#### Written request
Copy out every line of the rows below that contains the string "foliage", treating case as significant.

[Rows pointing to named objects]

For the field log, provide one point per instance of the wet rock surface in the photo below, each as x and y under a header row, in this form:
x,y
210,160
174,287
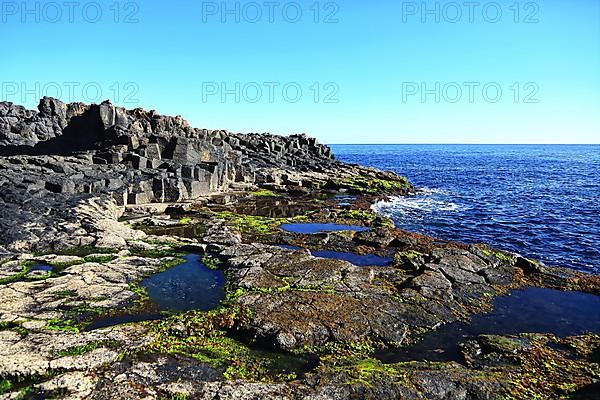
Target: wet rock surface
x,y
95,199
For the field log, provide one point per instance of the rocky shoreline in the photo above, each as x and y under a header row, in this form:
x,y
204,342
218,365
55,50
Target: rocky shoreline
x,y
102,197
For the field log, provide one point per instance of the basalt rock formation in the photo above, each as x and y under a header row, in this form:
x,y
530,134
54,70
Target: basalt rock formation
x,y
56,159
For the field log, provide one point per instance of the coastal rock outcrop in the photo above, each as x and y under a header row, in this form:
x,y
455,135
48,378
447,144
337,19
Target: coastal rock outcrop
x,y
54,158
318,288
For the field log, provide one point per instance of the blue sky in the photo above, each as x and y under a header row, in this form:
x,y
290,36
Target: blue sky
x,y
361,67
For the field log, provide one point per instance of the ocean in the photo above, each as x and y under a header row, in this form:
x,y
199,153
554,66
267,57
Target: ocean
x,y
542,201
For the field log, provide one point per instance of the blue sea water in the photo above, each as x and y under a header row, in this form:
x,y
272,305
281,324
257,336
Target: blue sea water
x,y
542,201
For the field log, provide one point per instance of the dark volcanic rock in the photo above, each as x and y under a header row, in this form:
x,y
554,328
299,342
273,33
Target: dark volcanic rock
x,y
62,154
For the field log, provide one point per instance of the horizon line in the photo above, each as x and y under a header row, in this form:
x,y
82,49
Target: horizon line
x,y
462,144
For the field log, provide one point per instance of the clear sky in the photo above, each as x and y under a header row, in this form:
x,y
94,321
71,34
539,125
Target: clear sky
x,y
368,71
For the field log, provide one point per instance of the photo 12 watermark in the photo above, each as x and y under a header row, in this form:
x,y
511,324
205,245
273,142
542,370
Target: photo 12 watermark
x,y
87,92
270,12
471,11
469,92
69,12
270,92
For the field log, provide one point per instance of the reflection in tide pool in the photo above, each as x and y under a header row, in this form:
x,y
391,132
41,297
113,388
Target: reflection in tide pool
x,y
312,228
187,286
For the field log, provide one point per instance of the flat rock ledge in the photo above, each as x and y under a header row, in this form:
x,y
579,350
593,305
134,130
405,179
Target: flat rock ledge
x,y
104,197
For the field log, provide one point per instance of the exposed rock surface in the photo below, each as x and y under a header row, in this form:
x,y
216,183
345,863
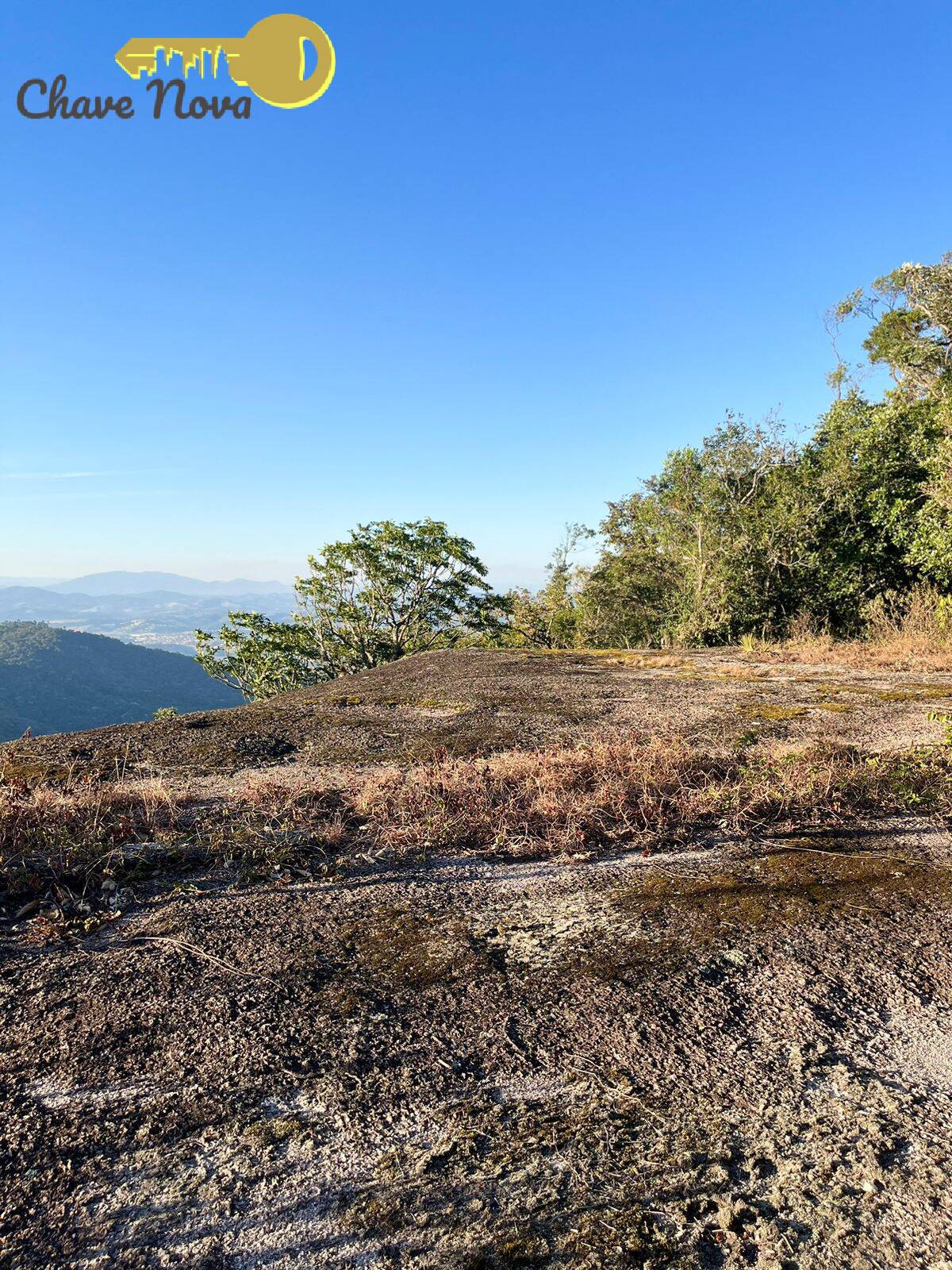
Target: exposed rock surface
x,y
738,1054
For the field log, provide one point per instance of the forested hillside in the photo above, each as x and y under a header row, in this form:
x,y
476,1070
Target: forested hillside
x,y
67,681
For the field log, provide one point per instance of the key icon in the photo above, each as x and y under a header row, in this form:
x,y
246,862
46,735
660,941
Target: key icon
x,y
270,59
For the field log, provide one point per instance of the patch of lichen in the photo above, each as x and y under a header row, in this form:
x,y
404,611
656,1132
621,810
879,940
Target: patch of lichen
x,y
767,713
400,949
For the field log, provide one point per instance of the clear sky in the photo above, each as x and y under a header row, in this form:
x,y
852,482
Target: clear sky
x,y
516,253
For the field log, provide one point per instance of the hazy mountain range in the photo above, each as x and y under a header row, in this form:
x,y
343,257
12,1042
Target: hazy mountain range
x,y
67,681
152,610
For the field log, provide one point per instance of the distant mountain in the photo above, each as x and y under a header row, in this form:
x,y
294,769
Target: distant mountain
x,y
158,619
121,583
69,681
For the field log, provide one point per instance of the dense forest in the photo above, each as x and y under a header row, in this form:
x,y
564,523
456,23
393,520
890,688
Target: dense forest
x,y
65,681
750,535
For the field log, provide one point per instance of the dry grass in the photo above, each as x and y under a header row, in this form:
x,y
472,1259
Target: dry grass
x,y
601,797
913,637
616,793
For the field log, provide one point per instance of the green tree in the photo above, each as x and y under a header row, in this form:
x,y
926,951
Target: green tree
x,y
708,549
873,526
385,591
259,657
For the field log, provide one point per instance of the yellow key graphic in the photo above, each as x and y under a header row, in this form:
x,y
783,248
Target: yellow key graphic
x,y
270,59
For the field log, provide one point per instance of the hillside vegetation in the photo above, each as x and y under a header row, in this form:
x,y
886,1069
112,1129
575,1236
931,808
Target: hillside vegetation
x,y
63,681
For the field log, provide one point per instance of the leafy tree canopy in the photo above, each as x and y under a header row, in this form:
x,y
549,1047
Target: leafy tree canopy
x,y
384,592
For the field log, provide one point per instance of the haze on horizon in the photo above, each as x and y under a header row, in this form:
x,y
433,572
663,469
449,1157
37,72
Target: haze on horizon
x,y
486,281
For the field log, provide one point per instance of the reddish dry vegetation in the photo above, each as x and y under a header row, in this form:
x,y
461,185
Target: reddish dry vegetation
x,y
590,797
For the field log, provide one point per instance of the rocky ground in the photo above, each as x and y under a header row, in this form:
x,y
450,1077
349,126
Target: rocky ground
x,y
734,1054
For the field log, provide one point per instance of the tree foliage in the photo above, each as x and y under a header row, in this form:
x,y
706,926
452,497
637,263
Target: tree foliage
x,y
385,591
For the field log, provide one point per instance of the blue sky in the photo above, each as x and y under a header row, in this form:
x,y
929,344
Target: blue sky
x,y
514,254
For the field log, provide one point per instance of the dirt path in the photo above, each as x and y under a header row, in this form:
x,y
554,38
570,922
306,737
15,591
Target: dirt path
x,y
739,1056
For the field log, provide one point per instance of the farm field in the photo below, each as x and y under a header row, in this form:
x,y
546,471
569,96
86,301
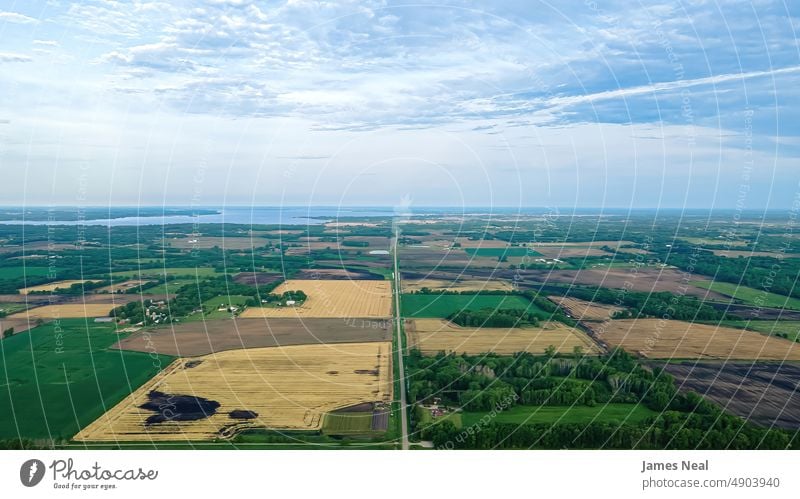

#### Response below
For the field log, provide one point per instance of the tree foliage in the photo above, each as x and y under a header row, in this form:
Target: tree foliage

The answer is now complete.